*WORK TASK*:
Every line in the data below from the one containing "Target: window pane" down to the one containing "Target: stack of book", both included, must be retyped exactly; no other line is to appear.

==== SUPPLIED DATA ====

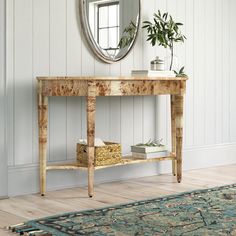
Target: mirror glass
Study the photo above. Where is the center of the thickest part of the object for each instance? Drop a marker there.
(111, 26)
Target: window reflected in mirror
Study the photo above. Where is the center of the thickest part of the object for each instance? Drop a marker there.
(112, 26)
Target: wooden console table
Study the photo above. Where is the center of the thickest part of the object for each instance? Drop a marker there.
(91, 87)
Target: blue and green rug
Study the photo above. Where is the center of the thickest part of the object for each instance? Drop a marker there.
(201, 212)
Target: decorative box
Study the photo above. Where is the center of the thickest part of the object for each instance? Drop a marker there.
(105, 155)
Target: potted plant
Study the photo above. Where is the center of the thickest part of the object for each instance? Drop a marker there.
(164, 31)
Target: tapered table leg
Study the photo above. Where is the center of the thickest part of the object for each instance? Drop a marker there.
(43, 126)
(91, 107)
(173, 133)
(178, 104)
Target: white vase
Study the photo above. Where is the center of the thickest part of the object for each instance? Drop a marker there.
(175, 63)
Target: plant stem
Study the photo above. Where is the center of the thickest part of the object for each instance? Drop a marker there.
(172, 55)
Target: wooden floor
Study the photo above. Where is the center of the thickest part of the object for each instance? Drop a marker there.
(18, 209)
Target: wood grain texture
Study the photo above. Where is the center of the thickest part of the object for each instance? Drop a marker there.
(18, 209)
(43, 127)
(178, 101)
(91, 88)
(91, 108)
(108, 86)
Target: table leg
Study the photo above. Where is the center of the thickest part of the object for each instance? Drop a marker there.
(91, 108)
(43, 125)
(178, 101)
(173, 132)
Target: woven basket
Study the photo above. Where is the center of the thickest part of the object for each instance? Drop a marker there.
(105, 155)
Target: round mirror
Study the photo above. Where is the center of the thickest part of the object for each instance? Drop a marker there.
(110, 26)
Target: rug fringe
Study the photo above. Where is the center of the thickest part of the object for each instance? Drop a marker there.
(27, 230)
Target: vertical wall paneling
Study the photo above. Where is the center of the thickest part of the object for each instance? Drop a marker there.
(210, 75)
(189, 68)
(3, 156)
(199, 71)
(10, 73)
(58, 109)
(40, 52)
(23, 82)
(127, 109)
(181, 47)
(74, 104)
(226, 72)
(172, 7)
(218, 70)
(149, 53)
(232, 83)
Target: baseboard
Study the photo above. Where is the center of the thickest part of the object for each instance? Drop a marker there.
(25, 179)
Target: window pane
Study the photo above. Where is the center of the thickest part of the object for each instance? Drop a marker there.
(113, 41)
(103, 17)
(103, 38)
(113, 15)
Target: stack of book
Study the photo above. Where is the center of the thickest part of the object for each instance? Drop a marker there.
(152, 73)
(147, 152)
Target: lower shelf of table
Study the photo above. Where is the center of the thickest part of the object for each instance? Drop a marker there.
(127, 160)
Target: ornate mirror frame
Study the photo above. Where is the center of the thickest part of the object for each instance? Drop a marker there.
(93, 45)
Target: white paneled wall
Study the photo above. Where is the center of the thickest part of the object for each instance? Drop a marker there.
(44, 38)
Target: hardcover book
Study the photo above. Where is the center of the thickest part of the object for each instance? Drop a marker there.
(148, 149)
(152, 73)
(149, 155)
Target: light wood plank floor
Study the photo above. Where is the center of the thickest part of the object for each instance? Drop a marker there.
(18, 209)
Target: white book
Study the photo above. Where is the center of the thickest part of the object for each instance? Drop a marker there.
(148, 149)
(153, 73)
(149, 155)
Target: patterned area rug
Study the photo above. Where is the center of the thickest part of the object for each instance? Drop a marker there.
(201, 212)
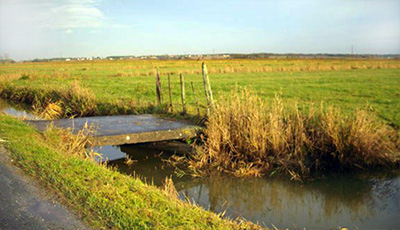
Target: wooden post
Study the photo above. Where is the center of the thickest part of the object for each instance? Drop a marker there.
(170, 93)
(195, 100)
(183, 94)
(207, 89)
(158, 89)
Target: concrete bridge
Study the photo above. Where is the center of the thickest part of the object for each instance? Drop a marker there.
(124, 129)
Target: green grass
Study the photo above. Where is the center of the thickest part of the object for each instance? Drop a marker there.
(105, 198)
(376, 90)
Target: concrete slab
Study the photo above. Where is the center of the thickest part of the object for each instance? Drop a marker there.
(125, 129)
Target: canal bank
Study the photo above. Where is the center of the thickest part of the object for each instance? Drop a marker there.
(365, 200)
(104, 197)
(26, 205)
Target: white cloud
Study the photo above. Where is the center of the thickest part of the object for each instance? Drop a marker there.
(68, 31)
(73, 14)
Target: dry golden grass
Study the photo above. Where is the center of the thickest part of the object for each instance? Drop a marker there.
(247, 137)
(73, 143)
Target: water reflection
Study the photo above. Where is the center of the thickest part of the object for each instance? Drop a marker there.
(363, 200)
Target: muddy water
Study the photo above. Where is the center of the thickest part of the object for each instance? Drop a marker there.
(355, 200)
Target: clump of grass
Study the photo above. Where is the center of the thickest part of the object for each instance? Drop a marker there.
(72, 143)
(78, 101)
(245, 136)
(50, 112)
(103, 197)
(169, 188)
(70, 101)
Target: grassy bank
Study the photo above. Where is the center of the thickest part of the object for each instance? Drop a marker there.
(246, 136)
(104, 198)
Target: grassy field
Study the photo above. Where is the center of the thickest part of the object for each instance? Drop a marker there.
(294, 141)
(346, 84)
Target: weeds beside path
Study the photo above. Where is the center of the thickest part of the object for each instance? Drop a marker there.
(24, 206)
(104, 198)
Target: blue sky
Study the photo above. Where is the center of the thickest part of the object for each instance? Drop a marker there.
(40, 29)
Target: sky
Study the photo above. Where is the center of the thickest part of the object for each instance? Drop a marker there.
(89, 28)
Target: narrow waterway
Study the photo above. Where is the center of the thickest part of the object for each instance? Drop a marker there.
(367, 200)
(363, 200)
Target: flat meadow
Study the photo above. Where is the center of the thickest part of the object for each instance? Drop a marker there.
(294, 116)
(347, 84)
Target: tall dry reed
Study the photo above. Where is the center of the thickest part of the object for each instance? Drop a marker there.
(246, 136)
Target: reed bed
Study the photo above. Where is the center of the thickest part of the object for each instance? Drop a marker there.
(245, 136)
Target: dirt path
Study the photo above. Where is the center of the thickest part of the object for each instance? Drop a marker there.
(24, 205)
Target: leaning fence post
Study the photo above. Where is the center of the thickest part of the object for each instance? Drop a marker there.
(183, 94)
(158, 89)
(170, 93)
(207, 88)
(195, 99)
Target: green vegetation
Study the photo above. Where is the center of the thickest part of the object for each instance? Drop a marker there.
(125, 87)
(104, 198)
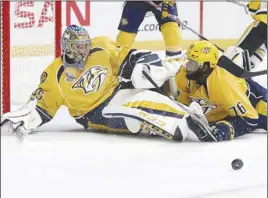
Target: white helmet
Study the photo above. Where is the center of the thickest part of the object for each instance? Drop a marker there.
(76, 46)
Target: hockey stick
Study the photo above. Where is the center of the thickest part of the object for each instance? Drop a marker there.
(176, 19)
(239, 4)
(231, 67)
(204, 126)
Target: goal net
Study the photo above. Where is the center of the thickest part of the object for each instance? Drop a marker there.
(29, 31)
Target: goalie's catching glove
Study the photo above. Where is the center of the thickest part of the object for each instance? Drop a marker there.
(166, 8)
(22, 121)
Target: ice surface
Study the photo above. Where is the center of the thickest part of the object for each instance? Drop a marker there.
(63, 161)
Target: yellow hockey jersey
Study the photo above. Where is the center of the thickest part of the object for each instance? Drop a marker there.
(224, 95)
(81, 91)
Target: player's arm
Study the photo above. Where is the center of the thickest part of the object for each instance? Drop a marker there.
(243, 117)
(41, 107)
(182, 87)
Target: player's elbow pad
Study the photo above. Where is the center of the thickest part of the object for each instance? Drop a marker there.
(29, 117)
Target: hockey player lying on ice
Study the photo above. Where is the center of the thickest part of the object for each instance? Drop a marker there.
(104, 89)
(233, 105)
(94, 74)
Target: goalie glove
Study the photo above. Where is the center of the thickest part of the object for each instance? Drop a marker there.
(166, 8)
(21, 121)
(159, 71)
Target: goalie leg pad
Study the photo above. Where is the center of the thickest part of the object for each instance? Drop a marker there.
(154, 111)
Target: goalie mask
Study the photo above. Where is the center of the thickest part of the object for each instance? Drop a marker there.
(202, 58)
(76, 46)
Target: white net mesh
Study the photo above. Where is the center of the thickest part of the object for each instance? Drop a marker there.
(32, 45)
(1, 54)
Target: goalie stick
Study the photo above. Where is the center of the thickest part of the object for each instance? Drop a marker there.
(230, 67)
(203, 125)
(239, 4)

====

*RESULT OF THIS EXERCISE*:
Target: window pane
Study the photo above. Where is the center of the thickest part of the object for each instance? Drop a marker there.
(113, 41)
(103, 17)
(103, 38)
(113, 15)
Target: stack of book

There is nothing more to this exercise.